Job.
Reproduce word for word every line of the records from the line containing "Tag every instance of the barred" through the line containing "pixel 321 93", including both of those lines.

[Begin Material provided]

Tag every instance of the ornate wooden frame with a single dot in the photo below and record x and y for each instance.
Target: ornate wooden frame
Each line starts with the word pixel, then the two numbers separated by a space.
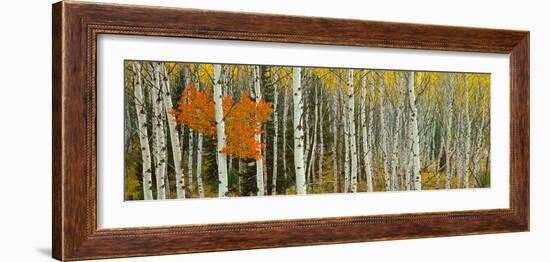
pixel 76 26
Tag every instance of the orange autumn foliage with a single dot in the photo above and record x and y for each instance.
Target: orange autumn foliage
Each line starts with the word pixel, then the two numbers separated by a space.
pixel 243 120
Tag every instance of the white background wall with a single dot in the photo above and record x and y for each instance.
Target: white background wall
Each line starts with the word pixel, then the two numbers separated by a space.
pixel 25 129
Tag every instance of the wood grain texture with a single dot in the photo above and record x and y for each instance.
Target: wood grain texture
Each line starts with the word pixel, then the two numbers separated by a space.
pixel 76 26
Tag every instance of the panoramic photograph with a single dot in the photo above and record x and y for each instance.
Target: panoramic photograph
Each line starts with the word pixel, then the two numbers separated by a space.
pixel 197 130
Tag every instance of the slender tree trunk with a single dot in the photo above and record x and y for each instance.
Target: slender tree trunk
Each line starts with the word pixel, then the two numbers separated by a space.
pixel 384 133
pixel 365 139
pixel 448 123
pixel 158 131
pixel 370 161
pixel 334 119
pixel 413 125
pixel 190 161
pixel 298 131
pixel 258 137
pixel 313 146
pixel 353 143
pixel 345 118
pixel 275 137
pixel 321 141
pixel 141 113
pixel 198 169
pixel 220 132
pixel 467 143
pixel 396 130
pixel 285 114
pixel 174 136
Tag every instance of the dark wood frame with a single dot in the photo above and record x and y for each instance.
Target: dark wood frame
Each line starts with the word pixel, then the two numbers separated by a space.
pixel 76 26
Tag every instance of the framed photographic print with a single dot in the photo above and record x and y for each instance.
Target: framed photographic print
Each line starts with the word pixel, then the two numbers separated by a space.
pixel 182 130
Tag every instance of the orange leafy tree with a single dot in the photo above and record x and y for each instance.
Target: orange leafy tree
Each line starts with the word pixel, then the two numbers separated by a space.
pixel 243 120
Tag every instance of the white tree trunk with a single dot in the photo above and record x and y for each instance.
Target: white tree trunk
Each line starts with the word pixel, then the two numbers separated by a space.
pixel 352 137
pixel 370 161
pixel 158 131
pixel 174 136
pixel 198 169
pixel 220 133
pixel 275 136
pixel 285 115
pixel 365 139
pixel 321 140
pixel 298 131
pixel 468 131
pixel 345 117
pixel 313 146
pixel 384 133
pixel 141 113
pixel 200 187
pixel 413 125
pixel 334 144
pixel 448 124
pixel 190 150
pixel 258 137
pixel 396 130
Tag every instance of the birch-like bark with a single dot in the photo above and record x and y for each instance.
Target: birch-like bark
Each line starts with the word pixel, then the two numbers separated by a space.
pixel 198 169
pixel 158 131
pixel 334 117
pixel 343 102
pixel 141 113
pixel 258 137
pixel 190 151
pixel 298 131
pixel 285 115
pixel 396 130
pixel 448 123
pixel 365 142
pixel 468 131
pixel 370 138
pixel 384 132
pixel 353 142
pixel 321 140
pixel 220 132
pixel 275 136
pixel 413 125
pixel 313 146
pixel 174 135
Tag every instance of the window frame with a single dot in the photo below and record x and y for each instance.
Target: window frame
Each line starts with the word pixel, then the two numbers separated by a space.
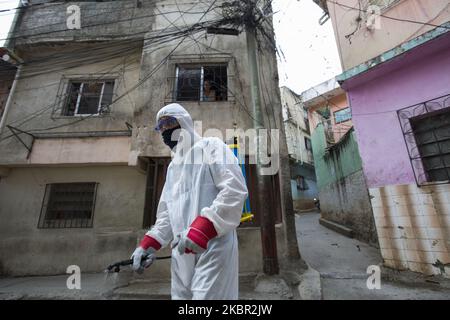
pixel 201 66
pixel 46 223
pixel 60 104
pixel 341 110
pixel 80 93
pixel 306 143
pixel 412 113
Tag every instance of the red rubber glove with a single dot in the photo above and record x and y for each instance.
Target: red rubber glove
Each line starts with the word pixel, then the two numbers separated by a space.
pixel 195 239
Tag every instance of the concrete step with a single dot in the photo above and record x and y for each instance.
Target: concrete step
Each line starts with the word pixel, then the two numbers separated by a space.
pixel 345 231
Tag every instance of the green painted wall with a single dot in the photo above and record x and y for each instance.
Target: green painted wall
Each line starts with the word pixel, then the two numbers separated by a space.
pixel 339 162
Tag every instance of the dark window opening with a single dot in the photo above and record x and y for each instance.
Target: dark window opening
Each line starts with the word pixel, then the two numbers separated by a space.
pixel 201 83
pixel 68 205
pixel 308 144
pixel 88 97
pixel 343 115
pixel 432 135
pixel 301 183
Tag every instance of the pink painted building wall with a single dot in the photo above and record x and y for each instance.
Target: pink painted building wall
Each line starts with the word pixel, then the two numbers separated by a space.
pixel 375 96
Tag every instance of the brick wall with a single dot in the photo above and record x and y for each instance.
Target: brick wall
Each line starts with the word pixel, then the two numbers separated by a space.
pixel 413 226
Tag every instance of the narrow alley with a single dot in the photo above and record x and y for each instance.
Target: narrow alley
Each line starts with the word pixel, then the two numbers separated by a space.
pixel 342 263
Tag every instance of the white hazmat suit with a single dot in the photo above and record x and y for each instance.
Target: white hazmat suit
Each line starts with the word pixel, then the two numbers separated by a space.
pixel 204 179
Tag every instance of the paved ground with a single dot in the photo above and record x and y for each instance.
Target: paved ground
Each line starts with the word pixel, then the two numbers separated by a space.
pixel 98 286
pixel 343 263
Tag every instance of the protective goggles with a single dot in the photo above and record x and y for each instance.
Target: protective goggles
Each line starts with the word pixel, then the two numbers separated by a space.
pixel 166 123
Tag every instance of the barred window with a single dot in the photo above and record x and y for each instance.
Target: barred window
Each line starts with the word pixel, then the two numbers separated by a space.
pixel 201 83
pixel 432 134
pixel 426 129
pixel 68 205
pixel 382 3
pixel 88 97
pixel 343 115
pixel 301 183
pixel 308 144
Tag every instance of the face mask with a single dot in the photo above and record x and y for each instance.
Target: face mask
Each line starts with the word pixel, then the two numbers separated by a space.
pixel 167 137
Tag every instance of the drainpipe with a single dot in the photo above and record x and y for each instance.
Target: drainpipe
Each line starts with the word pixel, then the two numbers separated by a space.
pixel 9 100
pixel 9 45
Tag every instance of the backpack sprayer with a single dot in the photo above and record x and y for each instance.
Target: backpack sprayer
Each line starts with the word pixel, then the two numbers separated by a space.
pixel 115 267
pixel 246 216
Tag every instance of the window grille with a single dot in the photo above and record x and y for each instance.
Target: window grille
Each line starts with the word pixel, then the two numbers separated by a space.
pixel 426 129
pixel 68 205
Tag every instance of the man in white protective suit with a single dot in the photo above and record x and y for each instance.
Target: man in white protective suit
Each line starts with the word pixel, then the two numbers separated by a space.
pixel 200 208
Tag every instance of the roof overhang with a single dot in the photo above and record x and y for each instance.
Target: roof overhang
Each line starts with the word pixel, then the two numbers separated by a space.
pixel 347 78
pixel 321 93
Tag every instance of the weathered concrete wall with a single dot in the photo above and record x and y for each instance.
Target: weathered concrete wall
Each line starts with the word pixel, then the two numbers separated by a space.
pixel 413 227
pixel 6 81
pixel 347 202
pixel 108 150
pixel 39 98
pixel 420 75
pixel 117 229
pixel 54 56
pixel 304 199
pixel 295 126
pixel 365 43
pixel 99 20
pixel 27 250
pixel 343 193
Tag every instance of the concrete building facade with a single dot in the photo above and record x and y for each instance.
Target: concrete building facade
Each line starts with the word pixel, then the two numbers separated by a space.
pixel 81 166
pixel 296 124
pixel 343 193
pixel 396 79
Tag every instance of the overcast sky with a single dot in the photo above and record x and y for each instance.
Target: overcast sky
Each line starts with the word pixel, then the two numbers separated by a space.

[End Material provided]

Exercise answer.
Tag every instance of the barred window with a single dot in the photo above and record x and y for each instance.
Target: barred window
Each line starts with the word pixel, then the two numbers separated by a space.
pixel 201 83
pixel 432 134
pixel 426 129
pixel 68 205
pixel 382 3
pixel 88 97
pixel 343 115
pixel 301 183
pixel 308 144
Tag every instance of the face mask with a single dot in the photo above and record x and y for each instance.
Target: face mask
Each line starts with the word pixel, then the two numbers separated by a space.
pixel 167 137
Tag every instance of the drainpipe with a single dot in the photo above and record x and y for each instance.
Target: drainpipe
Each line starts with the word pixel, then the two numbers separated by a space.
pixel 9 100
pixel 9 45
Tag every instance of the backpack sprayer with a single dot in the photo above and record x and y for each instance.
Target: backpack sprayer
Each line starts with the word pixel, then the two numbers separated by a space.
pixel 115 267
pixel 246 216
Tag every instance of the window grille with a single dot in the photo above and record x and y for each instance.
Target: window grille
Each line starts with the word pixel, then the two numbers separated by a space.
pixel 426 129
pixel 68 205
Tag every instance of the man in white protective suit with a single dot in the photo above and record x and y for each instance.
Target: man in white protective suit
Each line starts with the word pixel, then the two numbers separated by a space.
pixel 200 208
Tag every instance of the roof overhang with a single dot in the photo above and record x and y for each instance.
Target: roof overhang
Each line starts with the word pixel, then the two numbers separated by a space.
pixel 347 78
pixel 321 93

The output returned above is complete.